--- Data rows ---
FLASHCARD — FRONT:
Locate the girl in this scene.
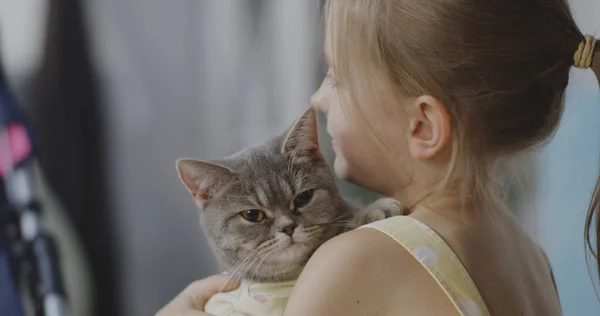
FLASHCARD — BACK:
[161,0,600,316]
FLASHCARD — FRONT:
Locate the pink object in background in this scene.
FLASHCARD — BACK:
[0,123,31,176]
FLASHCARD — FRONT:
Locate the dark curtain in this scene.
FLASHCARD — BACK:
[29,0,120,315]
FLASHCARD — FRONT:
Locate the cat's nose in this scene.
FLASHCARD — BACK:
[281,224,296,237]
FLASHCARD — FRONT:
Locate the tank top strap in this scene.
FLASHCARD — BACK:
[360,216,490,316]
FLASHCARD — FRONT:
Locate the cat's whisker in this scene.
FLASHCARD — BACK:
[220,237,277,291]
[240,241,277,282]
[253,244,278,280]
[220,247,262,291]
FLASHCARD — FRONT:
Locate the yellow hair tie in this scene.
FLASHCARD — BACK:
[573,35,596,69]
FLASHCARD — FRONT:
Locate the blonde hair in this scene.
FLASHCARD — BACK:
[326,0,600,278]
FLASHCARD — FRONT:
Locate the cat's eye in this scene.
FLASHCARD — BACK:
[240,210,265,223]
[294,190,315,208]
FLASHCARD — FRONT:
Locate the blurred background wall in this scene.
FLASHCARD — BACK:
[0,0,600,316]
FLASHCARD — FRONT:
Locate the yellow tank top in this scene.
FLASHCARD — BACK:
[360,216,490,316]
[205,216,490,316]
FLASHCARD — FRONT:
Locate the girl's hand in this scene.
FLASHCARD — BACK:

--- Problem ---
Pull out every line of the records above that contains the word "Locate".

--- Exercise output ---
Locate the girl in this scene.
Locate the pink object in background in this scene.
Locate the dark curtain in this scene.
Locate the cat's nose in this scene.
Locate the tank top strap in this scene.
Locate the cat's whisker in this scene.
Locate the yellow hair tie in this scene.
Locate the blonde hair in this scene.
Locate the cat's eye in this scene.
Locate the blurred background wall in this scene.
Locate the yellow tank top in this scene.
Locate the girl's hand in this scene.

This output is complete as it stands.